Assigned task: Below is a block of records; repeat all of them exactly.

(Given records begins)

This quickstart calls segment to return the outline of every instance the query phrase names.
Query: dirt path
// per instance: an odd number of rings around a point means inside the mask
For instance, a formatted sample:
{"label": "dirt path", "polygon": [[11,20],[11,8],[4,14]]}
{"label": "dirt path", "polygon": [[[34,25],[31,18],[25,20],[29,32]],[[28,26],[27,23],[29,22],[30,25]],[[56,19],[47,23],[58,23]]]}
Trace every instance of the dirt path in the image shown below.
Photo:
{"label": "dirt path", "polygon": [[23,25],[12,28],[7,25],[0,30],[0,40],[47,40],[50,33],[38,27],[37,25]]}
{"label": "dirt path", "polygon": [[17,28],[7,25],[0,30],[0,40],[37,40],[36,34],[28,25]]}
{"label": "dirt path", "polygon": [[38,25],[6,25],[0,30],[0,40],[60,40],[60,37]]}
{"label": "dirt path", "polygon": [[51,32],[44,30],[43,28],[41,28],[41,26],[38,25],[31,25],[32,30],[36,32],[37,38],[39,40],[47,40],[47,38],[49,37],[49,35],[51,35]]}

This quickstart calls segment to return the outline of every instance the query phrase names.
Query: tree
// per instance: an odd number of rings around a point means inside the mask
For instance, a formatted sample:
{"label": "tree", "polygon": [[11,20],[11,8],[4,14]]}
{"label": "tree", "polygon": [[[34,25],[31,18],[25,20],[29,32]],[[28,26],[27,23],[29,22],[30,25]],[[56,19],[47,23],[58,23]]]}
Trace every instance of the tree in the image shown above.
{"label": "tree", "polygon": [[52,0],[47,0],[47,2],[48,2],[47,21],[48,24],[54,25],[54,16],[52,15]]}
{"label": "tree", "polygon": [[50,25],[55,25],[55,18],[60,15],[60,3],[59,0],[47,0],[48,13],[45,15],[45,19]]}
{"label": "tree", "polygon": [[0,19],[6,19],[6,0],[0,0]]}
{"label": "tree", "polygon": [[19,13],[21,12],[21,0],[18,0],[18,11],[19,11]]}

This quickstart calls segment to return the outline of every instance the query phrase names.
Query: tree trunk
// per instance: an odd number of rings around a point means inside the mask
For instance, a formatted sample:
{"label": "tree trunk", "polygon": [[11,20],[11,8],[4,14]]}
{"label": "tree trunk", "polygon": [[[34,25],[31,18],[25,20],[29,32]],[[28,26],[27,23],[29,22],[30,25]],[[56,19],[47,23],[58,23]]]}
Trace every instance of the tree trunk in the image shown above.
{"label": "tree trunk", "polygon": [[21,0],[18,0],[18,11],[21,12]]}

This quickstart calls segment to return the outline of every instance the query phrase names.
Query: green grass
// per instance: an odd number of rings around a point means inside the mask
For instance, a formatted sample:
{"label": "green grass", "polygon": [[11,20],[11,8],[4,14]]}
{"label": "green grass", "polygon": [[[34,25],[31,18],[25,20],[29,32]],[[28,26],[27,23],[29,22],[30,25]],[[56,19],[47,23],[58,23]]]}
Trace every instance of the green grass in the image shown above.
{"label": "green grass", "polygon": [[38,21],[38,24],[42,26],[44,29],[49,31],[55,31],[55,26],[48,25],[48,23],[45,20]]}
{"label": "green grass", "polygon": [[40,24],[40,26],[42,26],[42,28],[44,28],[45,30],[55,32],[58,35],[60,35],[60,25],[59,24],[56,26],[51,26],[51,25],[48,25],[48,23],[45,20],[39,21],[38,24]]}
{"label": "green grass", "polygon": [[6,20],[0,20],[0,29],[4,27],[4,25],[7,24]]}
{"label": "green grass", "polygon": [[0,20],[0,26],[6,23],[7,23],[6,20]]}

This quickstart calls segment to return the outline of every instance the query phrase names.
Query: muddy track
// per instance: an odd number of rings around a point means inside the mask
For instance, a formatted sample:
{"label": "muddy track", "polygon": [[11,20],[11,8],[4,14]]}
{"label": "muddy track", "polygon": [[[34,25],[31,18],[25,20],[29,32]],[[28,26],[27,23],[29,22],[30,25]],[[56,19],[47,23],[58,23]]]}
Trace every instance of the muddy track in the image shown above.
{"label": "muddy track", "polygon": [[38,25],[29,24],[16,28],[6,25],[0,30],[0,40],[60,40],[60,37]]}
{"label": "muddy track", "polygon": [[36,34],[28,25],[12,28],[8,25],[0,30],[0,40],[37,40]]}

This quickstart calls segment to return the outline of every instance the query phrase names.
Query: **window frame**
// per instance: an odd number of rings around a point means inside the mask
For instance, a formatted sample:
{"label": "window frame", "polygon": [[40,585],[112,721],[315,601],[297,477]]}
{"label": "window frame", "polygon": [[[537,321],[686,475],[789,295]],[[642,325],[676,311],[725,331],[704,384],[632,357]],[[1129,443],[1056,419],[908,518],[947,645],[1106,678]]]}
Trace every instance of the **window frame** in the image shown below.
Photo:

(Given records ends)

Written solution:
This quickstart calls segment to return the outline of every instance the query phrase names.
Query: dirt path
// per instance: an odd number of rings around a point means inside the mask
For instance, a formatted sample:
{"label": "dirt path", "polygon": [[11,20],[11,8],[4,14]]}
{"label": "dirt path", "polygon": [[[34,25],[31,18],[25,20],[29,32]],[[28,26],[27,23],[29,22],[30,25]],[[56,19],[47,23],[58,23]]]}
Trace every instance of the dirt path in the image shown below.
Photo:
{"label": "dirt path", "polygon": [[23,25],[12,28],[7,25],[0,30],[0,40],[47,40],[50,33],[38,27],[37,25]]}
{"label": "dirt path", "polygon": [[17,28],[7,25],[0,30],[0,40],[37,40],[36,34],[28,25]]}
{"label": "dirt path", "polygon": [[38,25],[6,25],[0,30],[0,40],[60,40],[60,37]]}
{"label": "dirt path", "polygon": [[51,32],[44,30],[43,28],[41,28],[41,26],[38,25],[31,25],[32,30],[36,32],[37,38],[39,40],[47,40],[47,38],[49,37],[49,35],[51,35]]}

This quickstart calls segment to return the outline of every instance the query phrase names.
Query: tree
// per instance: an odd number of rings around a point means inside the mask
For instance, a formatted sample:
{"label": "tree", "polygon": [[11,20],[11,8],[4,14]]}
{"label": "tree", "polygon": [[[34,25],[31,18],[25,20],[29,32]],[[28,26],[27,23],[29,22],[30,25]],[[56,19],[47,23],[58,23]]]}
Trace every instance of the tree in the image shown above.
{"label": "tree", "polygon": [[52,0],[47,0],[47,2],[48,2],[47,21],[48,24],[54,25],[54,16],[52,15]]}
{"label": "tree", "polygon": [[50,25],[55,25],[55,18],[60,15],[60,3],[59,0],[47,0],[48,13],[45,15],[45,19]]}
{"label": "tree", "polygon": [[0,19],[6,19],[6,0],[0,0]]}
{"label": "tree", "polygon": [[19,13],[21,12],[21,0],[18,0],[18,11],[19,11]]}

This quickstart calls segment to return the outline of every instance the query phrase names.
Query: tree trunk
// per instance: an odd number of rings around a point means inside the mask
For instance, a formatted sample:
{"label": "tree trunk", "polygon": [[11,20],[11,8],[4,14]]}
{"label": "tree trunk", "polygon": [[[34,25],[31,18],[25,20],[29,32]],[[28,26],[27,23],[29,22],[30,25]],[[56,19],[47,23],[58,23]]]}
Trace every instance of the tree trunk in the image shown above.
{"label": "tree trunk", "polygon": [[21,0],[18,0],[18,11],[21,12]]}

This quickstart calls segment to return the outline of every instance the query phrase names.
Query: green grass
// per instance: an odd number of rings around a point means inside the mask
For instance, a formatted sample:
{"label": "green grass", "polygon": [[11,20],[11,8],[4,14]]}
{"label": "green grass", "polygon": [[[34,25],[31,18],[25,20],[29,32]],[[28,26],[27,23],[29,22],[30,25]],[[56,19],[47,23],[58,23]]]}
Trace every instance of the green grass in the image shown above.
{"label": "green grass", "polygon": [[38,21],[38,24],[42,26],[44,29],[49,31],[55,31],[55,26],[48,25],[48,23],[45,20]]}
{"label": "green grass", "polygon": [[40,24],[40,26],[42,26],[42,28],[44,28],[45,30],[55,32],[58,35],[60,35],[60,25],[59,24],[56,26],[51,26],[51,25],[48,25],[48,23],[45,20],[39,21],[38,24]]}
{"label": "green grass", "polygon": [[6,20],[0,20],[0,29],[4,27],[4,25],[7,24]]}
{"label": "green grass", "polygon": [[0,20],[0,26],[6,23],[7,23],[6,20]]}

This quickstart calls segment to return the outline of every instance the query phrase names.
Query: muddy track
// per instance: an odd number of rings around a point means inside the mask
For instance, a formatted sample:
{"label": "muddy track", "polygon": [[11,20],[11,8],[4,14]]}
{"label": "muddy track", "polygon": [[[34,25],[31,18],[25,20],[29,32]],[[28,26],[27,23],[29,22],[30,25]],[[56,19],[47,23],[58,23]]]}
Trace every instance of the muddy track in the image shown above.
{"label": "muddy track", "polygon": [[38,25],[29,24],[16,28],[6,25],[0,30],[0,40],[60,40],[60,37]]}
{"label": "muddy track", "polygon": [[36,34],[28,25],[12,28],[8,25],[0,30],[0,40],[37,40]]}

This quickstart calls segment to return the outline of every instance the query phrase names.
Query: **window frame**
// per instance: an odd number of rings around a point means inside the mask
For instance, a formatted sample:
{"label": "window frame", "polygon": [[40,585],[112,721],[315,601],[297,477]]}
{"label": "window frame", "polygon": [[[537,321],[686,475],[789,295]],[[642,325],[676,311],[725,331],[704,384],[632,357]],[[1129,443],[1056,419],[908,518],[947,645],[1106,678]]]}
Trace every instance of the **window frame** in the image shown below.
Photo:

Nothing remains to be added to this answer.